Task objective -
Select every line of the lines below that contains the string "blue". Matching is case-sensitive.

--

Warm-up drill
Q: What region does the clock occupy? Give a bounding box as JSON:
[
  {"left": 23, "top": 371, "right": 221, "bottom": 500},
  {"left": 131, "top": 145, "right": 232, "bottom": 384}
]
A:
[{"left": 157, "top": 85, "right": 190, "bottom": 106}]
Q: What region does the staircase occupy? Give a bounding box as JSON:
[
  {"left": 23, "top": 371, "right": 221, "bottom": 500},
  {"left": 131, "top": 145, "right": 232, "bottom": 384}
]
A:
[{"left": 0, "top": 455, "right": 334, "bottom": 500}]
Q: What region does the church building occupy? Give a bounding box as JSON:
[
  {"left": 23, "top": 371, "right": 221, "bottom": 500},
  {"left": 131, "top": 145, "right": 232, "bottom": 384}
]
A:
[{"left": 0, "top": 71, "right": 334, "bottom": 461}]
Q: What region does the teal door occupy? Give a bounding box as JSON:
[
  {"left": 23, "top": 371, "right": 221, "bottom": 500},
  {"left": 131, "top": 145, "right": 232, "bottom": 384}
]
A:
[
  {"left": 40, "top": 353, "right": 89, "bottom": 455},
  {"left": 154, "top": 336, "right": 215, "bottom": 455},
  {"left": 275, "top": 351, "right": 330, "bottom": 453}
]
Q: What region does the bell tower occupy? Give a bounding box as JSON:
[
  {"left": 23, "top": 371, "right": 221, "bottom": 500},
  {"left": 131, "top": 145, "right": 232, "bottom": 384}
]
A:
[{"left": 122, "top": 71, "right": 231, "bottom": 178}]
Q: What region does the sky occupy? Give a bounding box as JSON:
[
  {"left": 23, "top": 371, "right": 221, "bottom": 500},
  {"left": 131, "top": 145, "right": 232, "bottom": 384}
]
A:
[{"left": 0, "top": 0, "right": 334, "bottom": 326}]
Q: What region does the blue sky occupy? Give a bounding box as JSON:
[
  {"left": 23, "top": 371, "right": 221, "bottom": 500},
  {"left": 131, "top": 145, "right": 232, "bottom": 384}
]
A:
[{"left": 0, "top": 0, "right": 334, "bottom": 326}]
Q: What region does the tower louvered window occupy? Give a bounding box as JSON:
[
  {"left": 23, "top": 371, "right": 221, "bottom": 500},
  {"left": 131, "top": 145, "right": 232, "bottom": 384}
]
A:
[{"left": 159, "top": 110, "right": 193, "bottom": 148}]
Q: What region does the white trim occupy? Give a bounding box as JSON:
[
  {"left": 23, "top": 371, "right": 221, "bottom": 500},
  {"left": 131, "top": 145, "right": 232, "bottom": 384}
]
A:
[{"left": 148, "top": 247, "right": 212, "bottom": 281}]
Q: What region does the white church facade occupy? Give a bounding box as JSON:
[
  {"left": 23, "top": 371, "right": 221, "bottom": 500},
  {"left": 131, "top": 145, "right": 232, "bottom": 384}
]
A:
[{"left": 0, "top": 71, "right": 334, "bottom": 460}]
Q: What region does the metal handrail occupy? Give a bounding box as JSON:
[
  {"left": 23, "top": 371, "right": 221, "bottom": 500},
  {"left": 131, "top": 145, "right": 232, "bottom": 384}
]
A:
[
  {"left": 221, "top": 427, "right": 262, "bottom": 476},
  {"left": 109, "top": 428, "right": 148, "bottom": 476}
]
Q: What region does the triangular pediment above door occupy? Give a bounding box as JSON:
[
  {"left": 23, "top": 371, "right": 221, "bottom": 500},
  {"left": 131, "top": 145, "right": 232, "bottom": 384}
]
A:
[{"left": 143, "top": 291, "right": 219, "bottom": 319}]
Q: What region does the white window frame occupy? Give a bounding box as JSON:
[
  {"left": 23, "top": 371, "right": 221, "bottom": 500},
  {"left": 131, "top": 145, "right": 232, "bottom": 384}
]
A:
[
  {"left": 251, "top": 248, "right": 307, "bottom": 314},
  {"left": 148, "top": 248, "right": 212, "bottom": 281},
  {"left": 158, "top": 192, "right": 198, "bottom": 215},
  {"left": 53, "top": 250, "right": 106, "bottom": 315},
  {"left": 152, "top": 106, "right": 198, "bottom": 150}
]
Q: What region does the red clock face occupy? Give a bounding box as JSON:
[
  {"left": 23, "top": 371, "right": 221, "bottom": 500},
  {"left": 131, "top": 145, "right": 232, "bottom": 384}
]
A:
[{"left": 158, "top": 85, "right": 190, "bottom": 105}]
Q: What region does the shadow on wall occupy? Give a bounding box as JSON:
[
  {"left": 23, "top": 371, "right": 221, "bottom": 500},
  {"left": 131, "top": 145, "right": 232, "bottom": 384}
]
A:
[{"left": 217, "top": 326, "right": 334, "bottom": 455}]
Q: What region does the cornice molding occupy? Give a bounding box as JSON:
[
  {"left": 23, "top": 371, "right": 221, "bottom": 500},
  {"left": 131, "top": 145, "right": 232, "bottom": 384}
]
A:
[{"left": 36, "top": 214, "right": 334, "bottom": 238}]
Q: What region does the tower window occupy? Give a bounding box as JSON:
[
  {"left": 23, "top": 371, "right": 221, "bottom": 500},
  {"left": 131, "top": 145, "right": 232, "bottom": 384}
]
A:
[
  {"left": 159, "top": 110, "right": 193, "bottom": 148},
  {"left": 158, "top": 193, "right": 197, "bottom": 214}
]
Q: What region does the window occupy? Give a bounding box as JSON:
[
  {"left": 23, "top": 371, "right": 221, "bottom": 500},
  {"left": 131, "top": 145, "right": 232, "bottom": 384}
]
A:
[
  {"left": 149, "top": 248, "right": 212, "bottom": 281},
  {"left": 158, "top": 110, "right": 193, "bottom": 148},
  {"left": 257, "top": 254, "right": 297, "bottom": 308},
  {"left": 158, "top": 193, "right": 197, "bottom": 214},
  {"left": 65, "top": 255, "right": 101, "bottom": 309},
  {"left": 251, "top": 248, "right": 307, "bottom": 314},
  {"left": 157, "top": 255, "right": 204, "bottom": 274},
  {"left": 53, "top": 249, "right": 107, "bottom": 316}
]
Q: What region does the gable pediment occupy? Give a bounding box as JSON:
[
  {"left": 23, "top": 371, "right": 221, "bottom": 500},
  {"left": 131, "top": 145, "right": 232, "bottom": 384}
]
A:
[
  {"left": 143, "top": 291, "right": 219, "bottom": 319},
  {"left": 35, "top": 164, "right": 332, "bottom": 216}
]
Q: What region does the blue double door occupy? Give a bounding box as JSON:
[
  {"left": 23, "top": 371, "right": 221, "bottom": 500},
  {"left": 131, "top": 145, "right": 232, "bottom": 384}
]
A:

--

Task answer -
Q: What region does the blue sky occupy? Give a bounding box as JSON:
Q: What region does the blue double door occupy? Give a bounding box as JSON:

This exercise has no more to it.